==== Source document ====
Re: [PATCH bpf-next 2/4] bpf: track find_equal_scalars history on per-instruction level

Eduard Zingerman <eddyz87@xxxxxxxxx> · Thu, 29 Feb 2024 01:29:08 +0200

On Wed, 2024-02-28 at 15:01 -0800, Andrii Nakryiko wrote:
[...]

> > @@ -3332,6 +3402,12 @@ static int push_jmp_history(struct bpf_verifier_env *env, struct bpf_verifier_st
> >                           "verifier insn history bug: insn_idx %d cur flags %x new flags %x\n",
> >                           env->insn_idx, cur_hist_ent->flags, insn_flags);
> >                 cur_hist_ent->flags |= insn_flags;
> > +               if (cur_hist_ent->equal_scalars != 0) {
> > +                       verbose(env, "verifier bug: insn_idx %d equal_scalars != 0: %#llx\n",
> > +                               env->insn_idx, cur_hist_ent->equal_scalars);
> > +                       return -EFAULT;
> > +               }
> 
> let's do WARN_ONCE() just like we do for flags? why deviating?

Ok

[...]

> >  /* For given verifier state backtrack_insn() is called from the last insn to
> > @@ -3802,6 +3917,7 @@ static int backtrack_insn(struct bpf_verifier_env *env, int idx, int subseq_idx,
> >                          */
> >                         return 0;
> >                 } else if (BPF_SRC(insn->code) == BPF_X) {
> > +                       bt_set_equal_scalars(bt, hist);
> >                         if (!bt_is_reg_set(bt, dreg) && !bt_is_reg_set(bt, sreg))
> >                                 return 0;
> >                         /* dreg <cond> sreg
> > @@ -3812,6 +3928,9 @@ static int backtrack_insn(struct bpf_verifier_env *env, int idx, int subseq_idx,
> >                          */
> >                         bt_set_reg(bt, dreg);
> >                         bt_set_reg(bt, sreg);
> > +                       bt_set_equal_scalars(bt, hist);
> > +               } else if (BPF_SRC(insn->code) == BPF_K) {
> > +                       bt_set_equal_scalars(bt, hist);
> 
> Can you please elaborate why we are doing bt_set_equal_scalars() in
> these three places and not everywhere else? I'm trying to understand
> whether we should do it more generically for any instruction either
> before or after all the bt_set_xxx() calls...

The before call for BPF_X is for situation when dreg/sreg are not yet
tracked precise but one of the registers that gained range because of
this 'if' is already tracked.

The after call for BPF_X is for situation when say dreg is already
tracked precise but sreg is not and there are some registers had same
id as sreg, that gained range when this 'if' was processed.
==== Information provided ====
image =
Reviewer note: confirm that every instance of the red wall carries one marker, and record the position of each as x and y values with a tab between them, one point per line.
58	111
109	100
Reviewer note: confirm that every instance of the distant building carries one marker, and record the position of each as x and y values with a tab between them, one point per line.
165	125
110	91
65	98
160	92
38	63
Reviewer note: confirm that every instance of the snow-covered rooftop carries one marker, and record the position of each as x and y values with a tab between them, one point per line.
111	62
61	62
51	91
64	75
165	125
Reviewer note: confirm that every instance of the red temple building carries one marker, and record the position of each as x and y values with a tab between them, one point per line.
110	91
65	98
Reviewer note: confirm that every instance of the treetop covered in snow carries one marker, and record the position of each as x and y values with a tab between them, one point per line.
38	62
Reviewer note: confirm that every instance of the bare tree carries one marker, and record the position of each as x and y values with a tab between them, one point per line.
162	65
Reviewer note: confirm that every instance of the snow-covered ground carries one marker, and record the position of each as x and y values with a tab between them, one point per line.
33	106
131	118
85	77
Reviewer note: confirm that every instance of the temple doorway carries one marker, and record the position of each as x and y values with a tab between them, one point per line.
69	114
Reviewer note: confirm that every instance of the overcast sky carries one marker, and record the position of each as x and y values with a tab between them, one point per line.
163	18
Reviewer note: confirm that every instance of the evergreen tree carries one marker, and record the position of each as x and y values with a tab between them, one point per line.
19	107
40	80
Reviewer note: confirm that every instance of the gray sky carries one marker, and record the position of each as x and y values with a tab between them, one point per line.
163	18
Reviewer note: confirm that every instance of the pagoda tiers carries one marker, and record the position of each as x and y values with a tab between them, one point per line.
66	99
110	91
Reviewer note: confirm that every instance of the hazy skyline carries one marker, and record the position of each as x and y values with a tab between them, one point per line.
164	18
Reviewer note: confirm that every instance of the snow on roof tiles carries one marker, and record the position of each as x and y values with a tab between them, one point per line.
====
Complete the following —
a) In the patch review, which macro does the reviewer propose using instead of printing a message and returning -EFAULT?
b) Translate this sentence from the patch review into Spanish: "Can you please elaborate why we are doing bt_set_equal_scalars() in these three places and not everywhere else?"
c) Pick up the patch review on find_equal_scalars history tracking after its last sentence and continue it.

Task answers —
a) WARN_ONCE()

b) ¿Puedes explicar con más detalle por qué llamamos a bt_set_equal_scalars() en estos tres lugares y no en todos los demás?

c)
The equal_scalars_bpf_x_dst() test case covers this situation.
Here it is for your convenience:

    /* Registers r{0,1,2} share same ID when 'if r1 > r3' insn is processed,
     * check that verifier marks r{0,1,2} as precise while backtracking
     * 'if r1 > r3' with r3 already marked.
     */
    SEC("socket")
    __success __log_level(2)
    __flag(BPF_F_TEST_STATE_FREQ)
    __msg("frame0: regs=r3 stack= before 5: (2d) if r1 > r3 goto pc+0")
    __msg("frame0: parent state regs=r0,r1,r2,r3 stack=:")
    __msg("frame0: regs=r0,r1,r2,r3 stack= before 4: (b7) r3 = 7")
    __naked void equal_scalars_bpf_x_dst(void)
    {
    	asm volatile (
    	/* r0 = random number up to 0xff */
    	"call %[bpf_ktime_get_ns];"
    	"r0 &= 0xff;"
    	/* tie r0.id == r1.id == r2.id */
    	"r1 = r0;"
    	"r2 = r0;"
    	"r3 = 7;"
    	"if r1 > r3 goto +0;"
    	/* force r0 to be precise, this eventually marks r1 and r2 as
    	 * precise as well because of shared IDs
    	 */
    	"r4 = r10;"
    	"r4 += r3;"
    	"r0 = 0;"
    	"exit;"
    	:
    	: __imm(bpf_ktime_get_ns)
    	: __clobber_all);
    }

The before call for BPF_K is the same as before call for BPF_X: for
situation when dreg is not yet tracked precise, but one of the
registers that gained range because of this 'if' is already tracked.

The calls are placed at point where conditional jumps are processed
because 'equal_scalars' are only recorded for conditional jumps.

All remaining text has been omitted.